Set task A
Tally how many lines of the listing below contain the string "pilot", treating uppercase and lowercase as different. Reply with the number alone.

SQL Readability: A Consideration

RaulingAverage · April 28, 2020, 6:50am

Hello dbt team,

Hope you are doing well. I wanted to reach out because when working with the dbt example codes, and seeing other people’s repos, I see a lack of what SQL readability should look like, in regards to indentation and formatting.

SQL Readability is an opinionated topic, but bare with me.

In this article, I talk about SQL Readability from where I learned somewhere else, and moreover, provide resources on my research.

Ultimately, queries may look as such:

/*

* Querying the Myspace Events table with user information for the time
* after the first Musician profile-user was created.

*/

WITH earliest_musician_user_date AS ( 

    SELECT 
    
        MIN(created_date)
    
    FROM mySpace_users 
    
    WHERE profile  = 'Musician'

)

SELECT 

    id, 
    created_date, 
    events.login_id, 
    geo_state, 
    first_name, 
    last_name, 
    SUM(login.logIn) AS total_logins -- Obtaining total logins

FROM mySpace_events AS events

LEFT OUTER JOIN AS myspace_users users

ON users.id = events.user_id

WHERE login.date >= CURRENT_DATE - earliest_musician_user_date

GROUP BY 1,2,3,4,5,6

emilie · April 28, 2020, 1:17pm

The best way to encourage readability is through standardization.

Set task B
Resume the SQL readability thread above, starting right after its last sentence.

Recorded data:

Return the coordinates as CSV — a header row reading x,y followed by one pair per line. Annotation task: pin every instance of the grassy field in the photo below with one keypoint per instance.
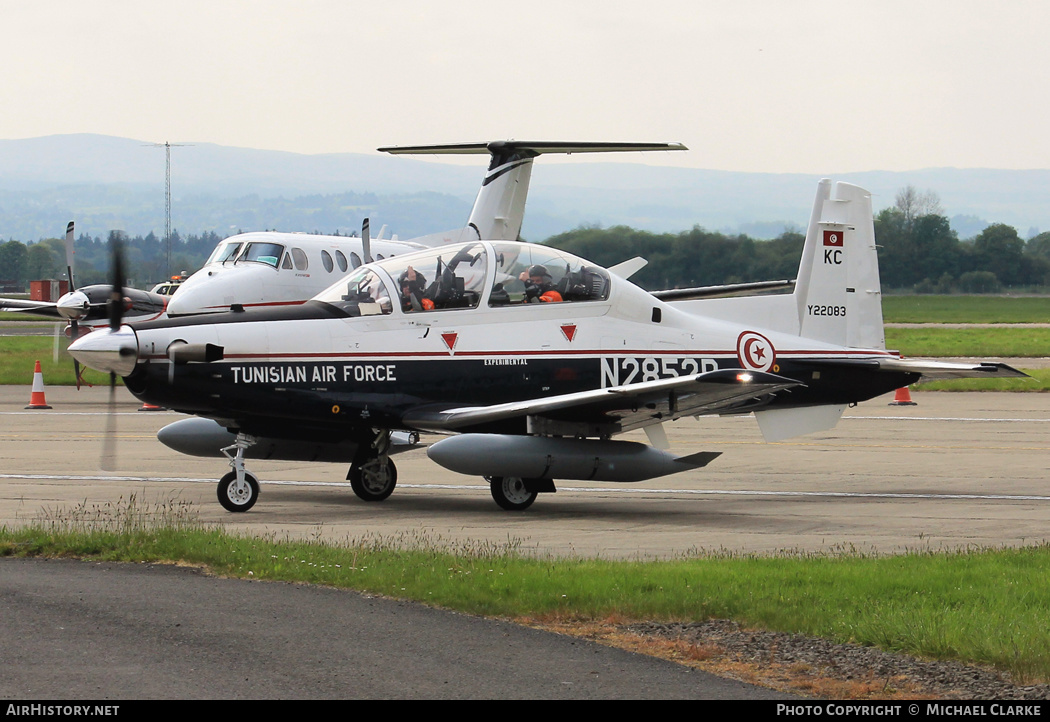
x,y
935,342
966,309
19,354
988,607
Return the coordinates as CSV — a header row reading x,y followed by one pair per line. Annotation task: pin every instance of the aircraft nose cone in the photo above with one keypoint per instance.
x,y
72,304
111,352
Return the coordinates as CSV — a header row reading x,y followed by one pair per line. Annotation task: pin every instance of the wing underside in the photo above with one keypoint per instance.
x,y
930,370
615,409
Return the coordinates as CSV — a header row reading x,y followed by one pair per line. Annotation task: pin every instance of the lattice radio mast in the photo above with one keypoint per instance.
x,y
167,200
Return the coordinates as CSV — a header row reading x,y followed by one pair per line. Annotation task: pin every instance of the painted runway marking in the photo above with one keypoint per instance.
x,y
606,490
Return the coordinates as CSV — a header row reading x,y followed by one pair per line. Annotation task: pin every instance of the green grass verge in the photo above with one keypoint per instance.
x,y
930,341
19,354
966,310
987,607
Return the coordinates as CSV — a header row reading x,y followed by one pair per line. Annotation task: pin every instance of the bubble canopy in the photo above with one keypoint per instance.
x,y
467,276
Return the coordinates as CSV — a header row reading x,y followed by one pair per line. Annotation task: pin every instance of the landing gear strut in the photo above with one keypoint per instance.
x,y
510,492
238,490
373,474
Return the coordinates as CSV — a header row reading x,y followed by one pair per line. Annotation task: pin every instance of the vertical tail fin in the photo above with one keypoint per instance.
x,y
838,293
837,296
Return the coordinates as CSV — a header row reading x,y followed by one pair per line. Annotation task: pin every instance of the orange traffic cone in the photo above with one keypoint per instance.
x,y
902,398
37,397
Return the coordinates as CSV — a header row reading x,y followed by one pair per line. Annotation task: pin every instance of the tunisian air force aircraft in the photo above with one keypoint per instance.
x,y
529,358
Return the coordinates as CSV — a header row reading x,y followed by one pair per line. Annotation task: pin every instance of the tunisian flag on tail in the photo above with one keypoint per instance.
x,y
833,238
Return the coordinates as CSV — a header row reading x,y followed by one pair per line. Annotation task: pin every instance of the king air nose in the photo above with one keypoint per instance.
x,y
111,352
74,304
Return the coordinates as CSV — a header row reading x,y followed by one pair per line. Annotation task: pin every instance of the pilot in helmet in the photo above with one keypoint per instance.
x,y
413,284
539,287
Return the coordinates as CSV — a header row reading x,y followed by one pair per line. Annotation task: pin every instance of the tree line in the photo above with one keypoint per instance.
x,y
918,252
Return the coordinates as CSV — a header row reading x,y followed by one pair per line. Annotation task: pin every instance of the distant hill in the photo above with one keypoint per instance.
x,y
108,183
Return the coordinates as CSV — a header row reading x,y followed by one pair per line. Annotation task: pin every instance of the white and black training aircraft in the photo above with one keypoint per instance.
x,y
532,360
270,269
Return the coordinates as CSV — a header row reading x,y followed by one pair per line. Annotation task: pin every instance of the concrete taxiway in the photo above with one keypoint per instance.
x,y
957,470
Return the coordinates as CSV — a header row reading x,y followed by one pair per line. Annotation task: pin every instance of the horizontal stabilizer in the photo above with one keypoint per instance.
x,y
499,209
721,291
537,147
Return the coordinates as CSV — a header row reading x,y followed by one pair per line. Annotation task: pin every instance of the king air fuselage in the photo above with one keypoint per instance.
x,y
263,270
360,357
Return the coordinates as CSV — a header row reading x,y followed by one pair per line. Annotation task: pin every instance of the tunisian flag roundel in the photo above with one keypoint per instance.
x,y
833,238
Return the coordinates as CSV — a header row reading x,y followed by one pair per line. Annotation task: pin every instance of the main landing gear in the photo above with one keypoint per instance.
x,y
511,493
373,474
238,490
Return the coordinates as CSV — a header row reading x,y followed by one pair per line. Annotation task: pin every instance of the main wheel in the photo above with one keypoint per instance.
x,y
374,480
237,497
510,493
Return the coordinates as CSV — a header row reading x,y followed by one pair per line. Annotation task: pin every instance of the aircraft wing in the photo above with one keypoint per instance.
x,y
719,291
629,406
48,309
929,369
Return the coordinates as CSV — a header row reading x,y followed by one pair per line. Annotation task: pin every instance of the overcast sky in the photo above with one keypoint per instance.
x,y
791,86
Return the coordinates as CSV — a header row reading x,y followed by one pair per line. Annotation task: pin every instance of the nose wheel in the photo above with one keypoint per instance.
x,y
238,495
373,480
238,490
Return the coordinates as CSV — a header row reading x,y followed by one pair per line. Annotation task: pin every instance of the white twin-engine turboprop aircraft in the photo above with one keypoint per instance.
x,y
532,360
268,269
271,269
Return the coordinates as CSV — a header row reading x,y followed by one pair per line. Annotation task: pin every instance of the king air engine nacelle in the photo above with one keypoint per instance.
x,y
492,454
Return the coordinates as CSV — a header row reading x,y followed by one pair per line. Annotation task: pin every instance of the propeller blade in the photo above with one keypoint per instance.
x,y
70,253
365,241
74,335
117,282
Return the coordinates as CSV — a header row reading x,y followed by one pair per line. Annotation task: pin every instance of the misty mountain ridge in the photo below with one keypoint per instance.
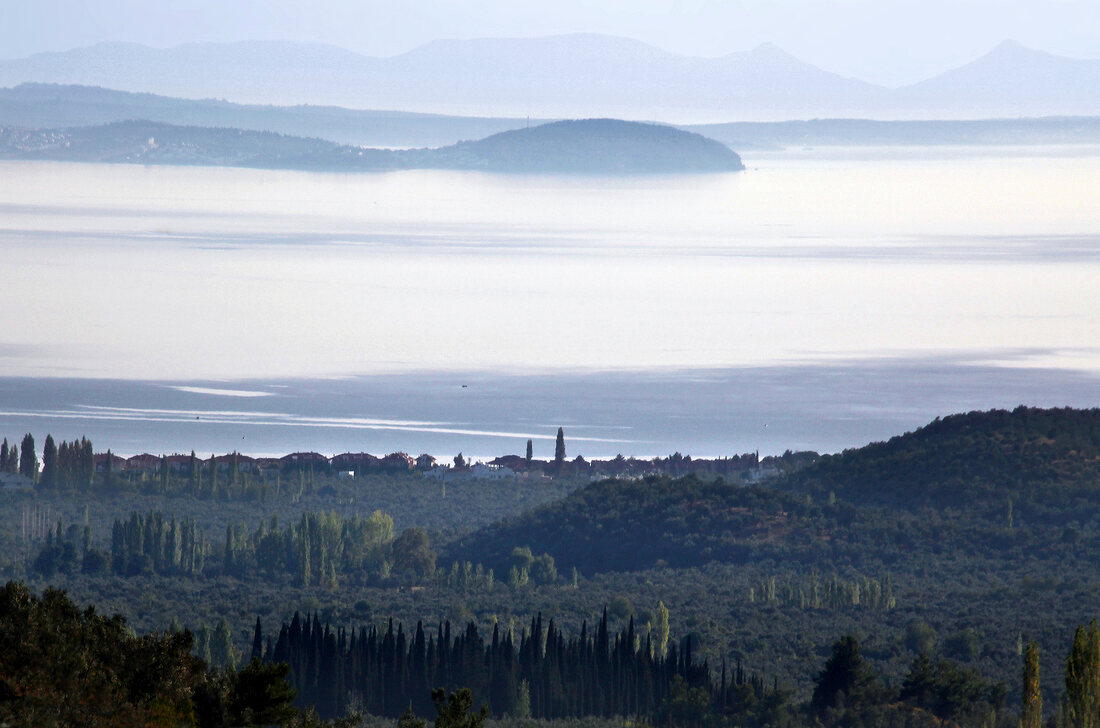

Written response A
1

Written response B
When people know the structure of what they’re reading, they can spend less time figuring out what’s going on a more time focused on the content. That’s where SQL Style Guides come in.

We’ve talked about this before when @mhmazur shared his SQL Style Guide in this discourse post: Sharing my SQL Style Guide

@claire recently explained some of the reasoning in Fishtown’s style guide around CTEs: Why the Fishtown SQL style guide uses so many CTEs

Some of the other’s frequently mentioned in dbt slack:

Fishtown’s: https://github.com/fishtown-analytics/corp/blob/master/dbt_coding_conventions.md#sql-style-guide
Kickstarter’s: https://gist.github.com/fredbenenson/7bb92718e19138c20591
GitLab’s (where I work): https://about.gitlab.com/handbook/business-ops/data-team/sql-style-guide/

For a project’s readability, it’s less about any particular query and more about consistency across queries.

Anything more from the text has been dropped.